== Text section ==

Serializing Django models with non-model values - django

So I have this situation where i want to serialize models with non-model values. I got the serialization of the models [both queryset and single model itself] but trying to combine that with non-model values seem problematic.
for e.g. I want to JSONify User with some status of the request.
Assume model_to_JSON does model=>JSON, so
# it messes the 'user' json by further escaping it,
#which becomes unparseble on client since its a string now
dumps({ 'user': model_to_JSON(user_obj), 'status': 'ok'})
I could do couple of hacks, by first doing loads on the converted model-json. but thats such a hacky way and so much time is just wasted in dumps=>loads=>dumps
second option is string concatenation by doing individuals dumps and then concatenate the strings by stripping '}' of the leftmost string and '{' of the rightmost string with ','.
The Django serializers are very specifically written towards models/queryset, so I can't really override them.

===

Written exercise A -> According to the Django serialization text, why can't the Django serializers be overridden?

== Extracted material ==

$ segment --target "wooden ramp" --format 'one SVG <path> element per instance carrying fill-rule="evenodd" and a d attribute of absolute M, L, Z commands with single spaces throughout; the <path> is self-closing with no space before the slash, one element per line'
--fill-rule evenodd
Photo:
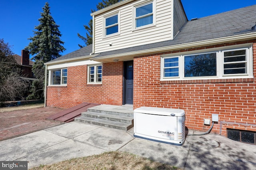
<path fill-rule="evenodd" d="M 65 123 L 73 121 L 75 118 L 81 116 L 83 112 L 87 111 L 87 109 L 100 105 L 98 104 L 82 103 L 74 107 L 64 110 L 46 118 L 53 121 Z"/>

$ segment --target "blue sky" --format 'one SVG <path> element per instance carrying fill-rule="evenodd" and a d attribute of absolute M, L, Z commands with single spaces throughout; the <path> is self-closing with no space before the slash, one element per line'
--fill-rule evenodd
<path fill-rule="evenodd" d="M 84 45 L 77 36 L 79 33 L 85 36 L 83 25 L 87 25 L 91 18 L 91 9 L 102 0 L 1 0 L 0 1 L 0 38 L 12 46 L 12 50 L 21 55 L 21 50 L 30 42 L 33 30 L 39 25 L 40 12 L 45 2 L 50 7 L 52 16 L 62 34 L 66 50 L 62 55 L 70 53 Z M 255 0 L 182 0 L 189 20 L 256 4 Z M 256 21 L 255 21 L 256 22 Z"/>

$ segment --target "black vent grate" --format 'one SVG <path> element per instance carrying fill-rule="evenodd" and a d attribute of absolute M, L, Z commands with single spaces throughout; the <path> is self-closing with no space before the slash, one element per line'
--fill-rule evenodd
<path fill-rule="evenodd" d="M 256 144 L 256 132 L 228 128 L 227 134 L 233 140 Z"/>

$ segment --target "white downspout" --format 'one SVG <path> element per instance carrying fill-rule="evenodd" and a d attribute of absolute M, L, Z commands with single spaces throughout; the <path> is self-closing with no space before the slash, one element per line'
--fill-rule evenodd
<path fill-rule="evenodd" d="M 94 15 L 92 16 L 92 52 L 90 54 L 90 55 L 94 54 L 95 53 L 95 17 Z"/>
<path fill-rule="evenodd" d="M 46 97 L 47 93 L 47 65 L 45 65 L 45 77 L 44 80 L 44 107 L 46 107 Z"/>

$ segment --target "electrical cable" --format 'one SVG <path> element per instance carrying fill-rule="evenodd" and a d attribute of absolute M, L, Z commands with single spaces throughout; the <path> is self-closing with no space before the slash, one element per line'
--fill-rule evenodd
<path fill-rule="evenodd" d="M 212 126 L 211 127 L 211 128 L 210 128 L 210 129 L 209 129 L 208 130 L 208 131 L 207 131 L 205 133 L 202 133 L 202 134 L 187 134 L 187 136 L 196 136 L 196 135 L 203 135 L 204 134 L 207 134 L 209 133 L 210 133 L 210 132 L 211 131 L 211 130 L 212 130 L 212 128 L 213 127 L 213 125 L 214 124 L 214 122 L 212 122 Z"/>

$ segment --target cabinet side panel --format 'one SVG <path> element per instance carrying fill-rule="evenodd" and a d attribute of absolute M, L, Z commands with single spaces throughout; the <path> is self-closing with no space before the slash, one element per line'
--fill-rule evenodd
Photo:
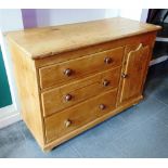
<path fill-rule="evenodd" d="M 22 117 L 41 147 L 44 145 L 43 119 L 40 107 L 39 88 L 35 62 L 18 47 L 9 41 L 14 64 Z"/>

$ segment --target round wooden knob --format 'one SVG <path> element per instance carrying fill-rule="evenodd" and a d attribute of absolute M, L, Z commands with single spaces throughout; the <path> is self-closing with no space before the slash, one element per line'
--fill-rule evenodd
<path fill-rule="evenodd" d="M 127 74 L 125 74 L 125 73 L 122 73 L 122 74 L 121 74 L 121 77 L 122 77 L 122 78 L 127 78 L 127 77 L 128 77 L 128 75 L 127 75 Z"/>
<path fill-rule="evenodd" d="M 104 87 L 107 87 L 108 85 L 109 85 L 109 80 L 104 79 L 103 86 L 104 86 Z"/>
<path fill-rule="evenodd" d="M 105 64 L 111 64 L 112 63 L 112 57 L 105 57 L 104 63 Z"/>
<path fill-rule="evenodd" d="M 69 119 L 65 120 L 65 127 L 69 127 L 72 125 L 72 121 Z"/>
<path fill-rule="evenodd" d="M 70 68 L 67 68 L 67 69 L 64 70 L 64 74 L 66 76 L 70 76 L 73 74 L 73 70 Z"/>
<path fill-rule="evenodd" d="M 72 94 L 66 94 L 66 95 L 65 95 L 65 101 L 68 102 L 68 101 L 72 100 L 72 98 L 73 98 Z"/>
<path fill-rule="evenodd" d="M 100 104 L 99 107 L 100 107 L 100 109 L 102 109 L 102 111 L 106 108 L 106 106 L 105 106 L 104 104 Z"/>

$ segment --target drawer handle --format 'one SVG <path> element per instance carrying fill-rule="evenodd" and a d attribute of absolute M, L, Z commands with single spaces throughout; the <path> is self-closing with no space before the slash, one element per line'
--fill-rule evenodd
<path fill-rule="evenodd" d="M 100 109 L 104 111 L 106 108 L 106 106 L 104 104 L 100 104 L 99 105 Z"/>
<path fill-rule="evenodd" d="M 104 87 L 107 87 L 109 83 L 111 83 L 109 80 L 104 79 L 104 81 L 103 81 Z"/>
<path fill-rule="evenodd" d="M 68 102 L 73 99 L 72 94 L 66 94 L 65 95 L 65 101 Z"/>
<path fill-rule="evenodd" d="M 65 127 L 69 127 L 72 125 L 72 121 L 69 119 L 65 120 Z"/>
<path fill-rule="evenodd" d="M 112 61 L 113 61 L 112 57 L 105 57 L 105 59 L 104 59 L 104 63 L 105 63 L 105 64 L 111 64 Z"/>
<path fill-rule="evenodd" d="M 67 68 L 64 70 L 64 74 L 69 77 L 73 74 L 73 70 L 70 68 Z"/>
<path fill-rule="evenodd" d="M 121 74 L 121 77 L 122 77 L 122 78 L 127 78 L 127 77 L 128 77 L 128 75 L 127 75 L 127 74 L 125 74 L 125 73 L 122 73 L 122 74 Z"/>

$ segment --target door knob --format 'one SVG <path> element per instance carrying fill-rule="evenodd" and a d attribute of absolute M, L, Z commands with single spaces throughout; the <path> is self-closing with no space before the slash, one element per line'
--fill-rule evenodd
<path fill-rule="evenodd" d="M 64 70 L 64 74 L 69 77 L 73 74 L 73 70 L 70 68 L 67 68 Z"/>
<path fill-rule="evenodd" d="M 100 107 L 100 109 L 102 109 L 102 111 L 106 108 L 106 106 L 105 106 L 104 104 L 100 104 L 99 107 Z"/>
<path fill-rule="evenodd" d="M 105 63 L 105 64 L 111 64 L 112 61 L 113 61 L 112 57 L 105 57 L 105 59 L 104 59 L 104 63 Z"/>
<path fill-rule="evenodd" d="M 68 102 L 73 99 L 72 94 L 66 94 L 65 95 L 65 101 Z"/>
<path fill-rule="evenodd" d="M 127 74 L 125 74 L 125 73 L 122 73 L 122 74 L 121 74 L 121 77 L 122 77 L 122 78 L 127 78 L 127 77 L 128 77 L 128 75 L 127 75 Z"/>
<path fill-rule="evenodd" d="M 104 80 L 103 80 L 103 86 L 104 86 L 104 87 L 107 87 L 108 85 L 109 85 L 109 80 L 104 79 Z"/>

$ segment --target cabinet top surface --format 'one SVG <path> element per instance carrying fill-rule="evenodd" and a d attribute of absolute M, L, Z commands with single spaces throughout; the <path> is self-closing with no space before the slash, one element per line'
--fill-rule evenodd
<path fill-rule="evenodd" d="M 115 17 L 11 31 L 7 36 L 31 59 L 40 59 L 158 29 L 160 26 Z"/>

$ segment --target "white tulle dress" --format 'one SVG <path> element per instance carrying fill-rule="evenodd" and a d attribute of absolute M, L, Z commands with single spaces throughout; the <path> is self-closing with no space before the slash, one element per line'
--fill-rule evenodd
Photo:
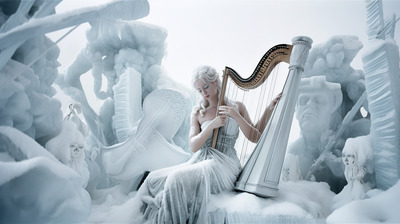
<path fill-rule="evenodd" d="M 229 118 L 219 131 L 217 149 L 211 147 L 210 136 L 188 162 L 151 172 L 137 192 L 142 221 L 209 223 L 209 195 L 232 190 L 241 170 L 234 149 L 238 134 L 236 121 Z"/>

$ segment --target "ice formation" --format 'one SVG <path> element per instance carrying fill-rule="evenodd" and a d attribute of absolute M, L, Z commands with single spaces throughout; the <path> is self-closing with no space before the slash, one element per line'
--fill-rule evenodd
<path fill-rule="evenodd" d="M 399 49 L 393 40 L 395 18 L 393 15 L 384 20 L 381 1 L 367 2 L 369 43 L 362 60 L 372 121 L 376 184 L 384 190 L 400 178 L 400 68 Z"/>
<path fill-rule="evenodd" d="M 133 187 L 142 173 L 131 174 L 134 180 L 110 177 L 101 159 L 103 149 L 118 146 L 135 133 L 145 116 L 143 102 L 151 93 L 178 91 L 185 112 L 191 110 L 194 97 L 163 70 L 166 30 L 133 21 L 149 13 L 147 1 L 117 1 L 60 15 L 54 10 L 58 3 L 0 1 L 0 222 L 134 222 Z M 400 221 L 400 72 L 393 40 L 398 19 L 383 18 L 381 1 L 367 0 L 366 4 L 368 43 L 354 36 L 334 36 L 312 48 L 303 73 L 308 79 L 323 76 L 326 82 L 340 86 L 342 100 L 337 110 L 319 120 L 330 120 L 325 124 L 326 132 L 320 133 L 328 153 L 322 153 L 318 157 L 322 163 L 315 166 L 317 170 L 331 167 L 328 171 L 337 175 L 328 180 L 312 175 L 320 182 L 304 180 L 304 173 L 299 173 L 304 157 L 288 155 L 277 198 L 238 192 L 214 195 L 210 204 L 214 220 Z M 45 34 L 83 22 L 91 25 L 88 44 L 67 73 L 60 74 L 60 49 Z M 351 66 L 361 48 L 364 71 Z M 87 84 L 80 81 L 87 72 L 94 77 L 93 91 L 103 103 L 98 113 L 88 102 Z M 71 96 L 75 105 L 81 105 L 71 110 L 75 113 L 71 116 L 84 117 L 80 131 L 74 129 L 79 137 L 62 137 L 61 102 L 54 98 L 54 84 Z M 185 116 L 173 135 L 164 139 L 177 146 L 181 155 L 188 149 L 188 129 Z M 302 132 L 305 137 L 306 131 Z M 57 141 L 56 136 L 61 139 Z M 82 144 L 82 136 L 84 151 L 70 142 L 62 143 L 79 139 Z M 370 145 L 365 138 L 370 139 Z M 56 143 L 50 146 L 51 142 Z M 72 152 L 78 154 L 65 154 L 71 148 L 65 150 L 59 144 L 72 145 Z M 357 158 L 358 166 L 346 168 L 342 154 Z M 69 159 L 76 155 L 79 162 L 71 164 Z M 165 158 L 143 162 L 155 166 L 160 164 L 151 163 Z M 312 167 L 312 161 L 307 163 Z M 365 185 L 354 188 L 357 184 L 351 185 L 346 169 L 357 170 L 358 177 L 373 190 L 362 188 Z"/>

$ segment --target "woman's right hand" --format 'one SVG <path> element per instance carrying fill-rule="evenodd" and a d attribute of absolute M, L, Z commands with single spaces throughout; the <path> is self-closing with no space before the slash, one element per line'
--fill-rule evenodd
<path fill-rule="evenodd" d="M 220 128 L 226 124 L 226 119 L 228 118 L 227 115 L 218 115 L 215 117 L 211 123 L 210 126 L 215 129 L 215 128 Z"/>

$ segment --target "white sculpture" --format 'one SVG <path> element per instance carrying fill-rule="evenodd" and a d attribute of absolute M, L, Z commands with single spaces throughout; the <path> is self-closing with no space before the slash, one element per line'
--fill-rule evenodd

===

Written exercise B -> Tally the lines of the listing that contain the string "white", with case counting, and give only that number.

Exercise response A -> They are written very specifically for models and querysets.

Exercise response B -> 3